Short problem A:
In the bug report below, what does the author observe py::cast doing on a cast failure instead of raising an exception?
Short problem B:
Retype the bug report below from "Required prerequisites" up to and including "in a Discussion.".

Document segment:
[BUG]: In some situations, py::cast returns null instead of raising an exception #4099

ezyang · 2022-07-30T14:13:06Z

Required prerequisites

Make sure you've read the documentation. Your issue may be addressed there.
Search the issue tracker and Discussions to verify that this hasn't already been reported. +1 or comment there if it has.
Consider asking first in the Gitter chat room or in a Discussion.

Problem description

I have noticed under certain situations that I can hit the error: TypeError: Unregistered type : c10::intrusive_ptr<c10::SymIntNodeImpl, c10::detail::intrusive_target_default_null_type<c10::SymIntNodeImpl> > when I use a py::cast on a custom smart pointer. Ordinarily, I expect this to work (and in other contexts, it does work), but sometimes it does not. Additionally, the documentation specifies that py::cast should always raise an exception upon cast failure, but I observe that it instead returns a nullptr and sets the Python error context, without actually raising an exception.

I wasn't able to extract a short repro; I do have a full repro but it involves compiling a giant project, LMK if you're interested. The triggering code looks like:

      auto py_symint = py::cast(si.toSymIntNodeImpl()).release().ptr();
      if (!py_symint) throw python_error();

where toSymIntNodeImpl returns a c10::intrusive_ptr<c10::SymIntNodeImpl>. py_symint is null and a Python error is set after calling py::cast. Here is the backtrace at this point:

#0  pybind11::detail::type_caster_generic::src_and_type (src=0x7fffffffad88, 
    cast_type=..., rtti_type=0x0)
    at /data/users/ezyang/pytorch-tmp/cmake/../third_party/pybind11/include/pybind11/detail/type_caster_base.h:788
#1  0x00007fffdf7c16d9 in pybind11::detail::type_caster_base<c10::intrusive_ptr<c10::SymIntNodeImpl, c10::detail::intrusive_target_default_null_type<c10::SymIntNodeImpl> > >::src_and_type (src=0x7fffffffad88)
    at /data/users/ezyang/pytorch-tmp/cmake/../third_party/pybind11/include/pybind11/detail/type_caster_base.h:948
#2  0x00007fffdf7c15af in pybind11::detail::type_caster_base<c10::intrusive_ptr<c10::SymIntNodeImpl, c10::detail::intrusive_target_default_null_type<c10::SymIntNodeImpl> > >::cast (
    src=0x7fffffffad88, policy=pybind11::return_value_policy::move, parent=...)
    at /data/users/ezyang/pytorch-tmp/cmake/../third_party/pybind11/include/pybind11/detail/type_caster_base.h:952
#3  0x00007fffdf7c1570 in pybind11::detail::type_caster_base<c10::intrusive_ptr<c10::SymIntNodeImpl, c10::detail::intrusive_target_default_null_type<c10::SymIntNodeImpl> > >::cast (
    src=..., parent=...)

Extracted material:
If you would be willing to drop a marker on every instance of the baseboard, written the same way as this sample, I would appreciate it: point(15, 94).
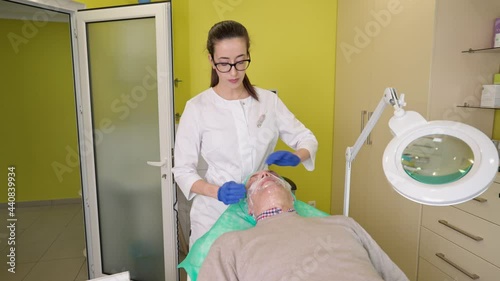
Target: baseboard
point(44, 203)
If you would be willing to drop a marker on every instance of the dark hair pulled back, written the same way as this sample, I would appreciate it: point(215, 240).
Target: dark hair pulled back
point(226, 30)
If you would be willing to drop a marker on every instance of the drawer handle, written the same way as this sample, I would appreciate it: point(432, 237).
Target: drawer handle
point(480, 199)
point(458, 267)
point(472, 236)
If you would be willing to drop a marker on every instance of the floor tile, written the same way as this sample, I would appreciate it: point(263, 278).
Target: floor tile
point(55, 270)
point(69, 244)
point(83, 274)
point(21, 270)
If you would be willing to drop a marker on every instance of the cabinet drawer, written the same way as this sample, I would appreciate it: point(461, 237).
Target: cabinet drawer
point(432, 244)
point(489, 245)
point(428, 272)
point(489, 209)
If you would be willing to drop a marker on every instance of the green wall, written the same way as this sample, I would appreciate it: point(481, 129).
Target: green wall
point(37, 111)
point(293, 51)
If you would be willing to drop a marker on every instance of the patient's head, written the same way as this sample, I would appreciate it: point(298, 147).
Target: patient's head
point(266, 190)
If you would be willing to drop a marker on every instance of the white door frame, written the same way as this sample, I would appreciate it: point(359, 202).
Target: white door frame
point(165, 84)
point(161, 12)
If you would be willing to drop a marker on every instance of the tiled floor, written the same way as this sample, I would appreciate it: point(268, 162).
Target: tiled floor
point(49, 244)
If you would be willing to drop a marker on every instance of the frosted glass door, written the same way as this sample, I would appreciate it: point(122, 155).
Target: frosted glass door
point(129, 110)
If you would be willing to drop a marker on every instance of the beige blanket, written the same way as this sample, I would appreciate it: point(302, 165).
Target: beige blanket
point(290, 247)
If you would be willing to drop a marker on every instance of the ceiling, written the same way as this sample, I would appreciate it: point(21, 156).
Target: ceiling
point(11, 10)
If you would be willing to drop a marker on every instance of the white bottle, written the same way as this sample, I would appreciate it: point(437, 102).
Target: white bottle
point(496, 42)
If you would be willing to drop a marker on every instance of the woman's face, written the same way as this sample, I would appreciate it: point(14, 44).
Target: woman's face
point(230, 50)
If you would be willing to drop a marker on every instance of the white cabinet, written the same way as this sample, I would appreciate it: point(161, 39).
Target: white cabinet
point(414, 46)
point(462, 241)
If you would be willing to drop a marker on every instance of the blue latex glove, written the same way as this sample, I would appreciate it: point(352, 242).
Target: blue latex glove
point(231, 192)
point(283, 158)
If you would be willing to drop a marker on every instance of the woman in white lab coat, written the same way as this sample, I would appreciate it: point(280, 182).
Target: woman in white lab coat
point(234, 127)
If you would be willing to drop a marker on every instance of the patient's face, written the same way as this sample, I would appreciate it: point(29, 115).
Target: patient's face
point(266, 190)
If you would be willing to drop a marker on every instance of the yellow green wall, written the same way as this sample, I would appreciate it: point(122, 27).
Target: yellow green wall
point(293, 51)
point(37, 110)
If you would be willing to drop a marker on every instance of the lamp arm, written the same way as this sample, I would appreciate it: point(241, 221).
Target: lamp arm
point(389, 98)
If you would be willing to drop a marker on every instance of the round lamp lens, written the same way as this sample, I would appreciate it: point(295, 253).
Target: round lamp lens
point(437, 159)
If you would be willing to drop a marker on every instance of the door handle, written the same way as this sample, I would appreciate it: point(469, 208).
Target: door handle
point(369, 138)
point(176, 82)
point(157, 164)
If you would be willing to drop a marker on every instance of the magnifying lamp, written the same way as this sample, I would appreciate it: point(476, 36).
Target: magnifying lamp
point(436, 163)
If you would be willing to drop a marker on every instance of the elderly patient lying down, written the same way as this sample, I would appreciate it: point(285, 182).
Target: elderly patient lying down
point(286, 246)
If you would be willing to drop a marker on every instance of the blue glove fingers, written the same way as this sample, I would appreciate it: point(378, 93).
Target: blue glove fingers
point(283, 158)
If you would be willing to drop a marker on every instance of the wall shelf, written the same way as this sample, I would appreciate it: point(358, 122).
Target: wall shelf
point(476, 106)
point(485, 50)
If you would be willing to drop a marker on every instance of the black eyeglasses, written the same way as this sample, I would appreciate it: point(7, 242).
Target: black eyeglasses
point(226, 67)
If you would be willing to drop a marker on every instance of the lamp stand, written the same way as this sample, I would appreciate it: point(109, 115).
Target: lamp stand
point(389, 97)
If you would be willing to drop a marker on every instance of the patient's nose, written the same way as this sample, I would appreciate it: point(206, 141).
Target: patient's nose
point(265, 174)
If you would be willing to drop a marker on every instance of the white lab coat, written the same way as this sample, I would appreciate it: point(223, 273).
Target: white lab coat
point(234, 137)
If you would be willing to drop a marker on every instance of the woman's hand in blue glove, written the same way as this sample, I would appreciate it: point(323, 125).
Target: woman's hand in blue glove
point(283, 158)
point(231, 192)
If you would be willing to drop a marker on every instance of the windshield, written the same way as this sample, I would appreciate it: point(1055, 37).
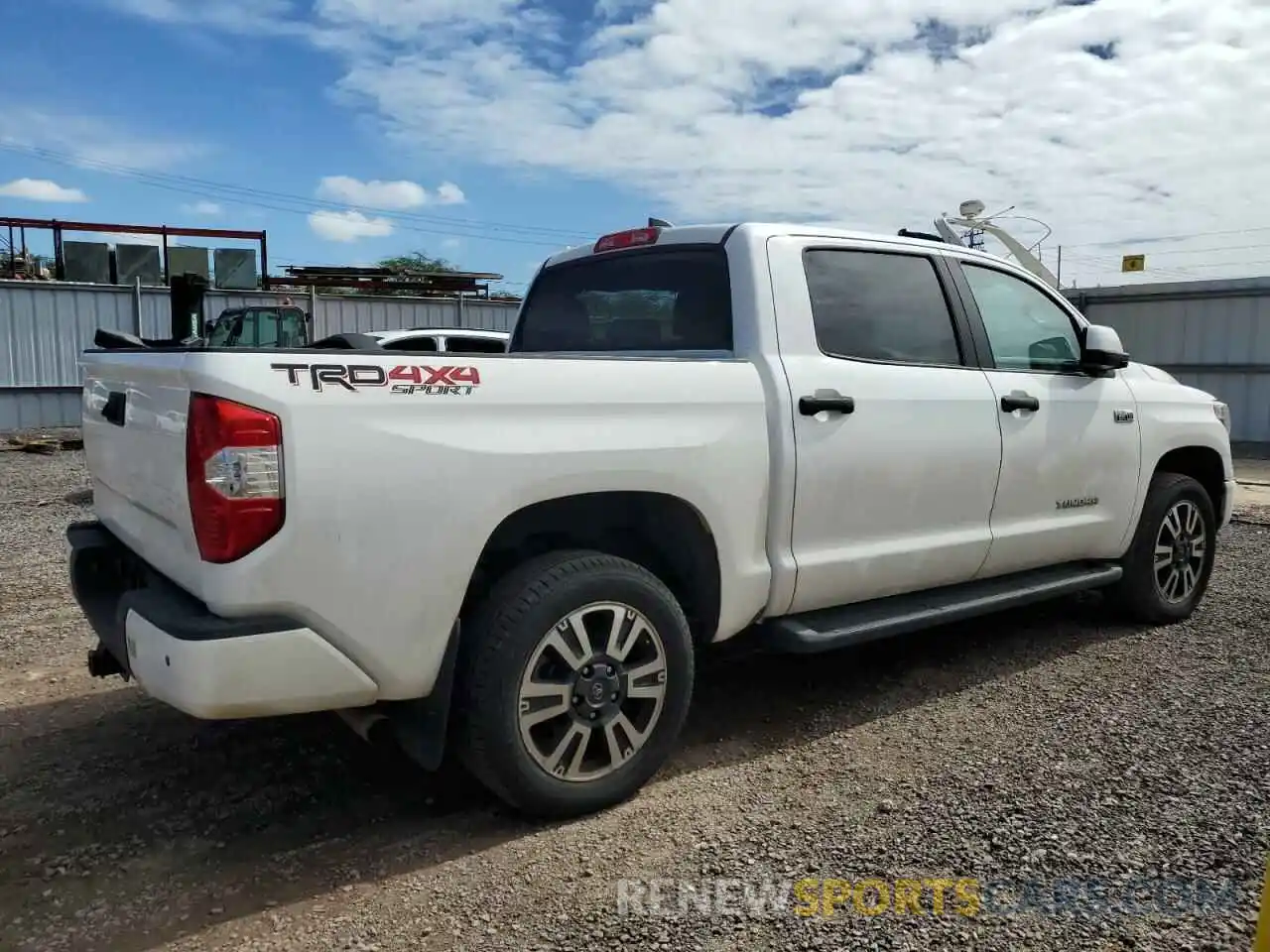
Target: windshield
point(666, 298)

Correct response A:
It returns a nullptr and sets the Python error context without actually raising an exception.

Correct response B:
Required prerequisites

Make sure you've read the documentation. Your issue may be addressed there.
Search the issue tracker and Discussions to verify that this hasn't already been reported. +1 or comment there if it has.
Consider asking first in the Gitter chat room or in a Discussion.